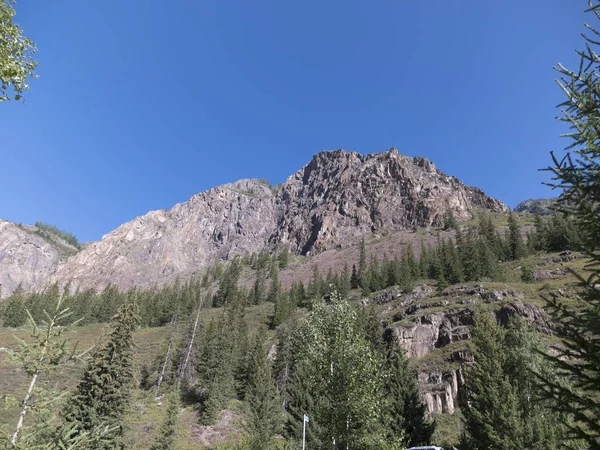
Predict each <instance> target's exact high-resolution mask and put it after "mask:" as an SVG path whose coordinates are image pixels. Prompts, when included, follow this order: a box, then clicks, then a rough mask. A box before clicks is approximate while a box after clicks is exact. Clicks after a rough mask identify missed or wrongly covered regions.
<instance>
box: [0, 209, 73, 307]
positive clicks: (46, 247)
mask: <svg viewBox="0 0 600 450" xmlns="http://www.w3.org/2000/svg"><path fill="white" fill-rule="evenodd" d="M35 231H36V228H35V227H32V226H21V225H17V224H16V223H12V222H8V221H6V220H2V219H0V298H4V297H7V296H8V295H10V293H11V292H13V291H14V290H15V289H16V288H17V287H18V286H19V285H21V287H22V288H23V289H25V290H34V289H38V288H40V287H41V286H42V285H43V284H44V283H45V282H46V281H47V280H48V278H49V277H50V275H51V274H53V273H54V272H55V271H56V270H57V268H58V267H59V266H60V265H61V264H63V263H64V262H65V261H66V257H67V255H69V254H71V253H73V252H75V251H76V249H74V248H72V247H70V246H68V244H66V243H64V242H58V243H56V244H53V243H51V242H49V241H48V240H46V239H44V238H42V237H41V236H39V235H37V234H36V233H35Z"/></svg>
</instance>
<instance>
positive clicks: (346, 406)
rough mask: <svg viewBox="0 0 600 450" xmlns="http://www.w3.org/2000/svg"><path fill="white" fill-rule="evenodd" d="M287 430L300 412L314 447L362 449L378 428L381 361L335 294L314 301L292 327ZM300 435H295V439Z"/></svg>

• • • • • • •

What you have to do: Write all of the lines again, replacing "positive clicks" with "foreground clicks" and changing nothing else. Omit the pictures from your answer.

Exercise answer:
Predict each <instance> target's exact high-resolution mask and put it after "mask:" as an SVG path whose coordinates are image pixels. Prompts, when included, follow this order: a box, then clicks, then a rough mask. A box before clicks is approximate while a box after clicks is exact. Clicks after a rough mask identify missed or wrongly covered regions.
<instance>
box: [0, 209, 73, 307]
foreground clicks: (46, 247)
mask: <svg viewBox="0 0 600 450" xmlns="http://www.w3.org/2000/svg"><path fill="white" fill-rule="evenodd" d="M35 231H36V228H35V227H32V226H21V225H17V224H16V223H12V222H8V221H6V220H2V219H0V298H4V297H7V296H8V295H10V293H11V292H13V291H14V290H15V289H16V288H17V287H18V286H19V285H21V287H22V288H23V289H25V290H34V289H38V288H40V287H41V286H42V285H43V284H44V283H45V282H46V281H47V280H48V278H49V277H50V275H51V274H53V273H54V272H55V271H56V270H57V268H58V267H59V266H60V265H61V264H63V263H64V262H65V261H66V257H67V255H69V254H71V253H73V252H75V251H76V249H74V248H72V247H70V246H68V244H66V243H64V242H58V243H56V244H53V243H51V242H49V241H48V240H46V239H44V238H42V237H41V236H39V235H37V234H36V233H35Z"/></svg>
</instance>
<instance>
foreground clicks: (346, 406)
rough mask: <svg viewBox="0 0 600 450" xmlns="http://www.w3.org/2000/svg"><path fill="white" fill-rule="evenodd" d="M287 430L300 412L314 447L362 449L378 428L381 361L335 294L314 301L292 327ZM300 435H295V439Z"/></svg>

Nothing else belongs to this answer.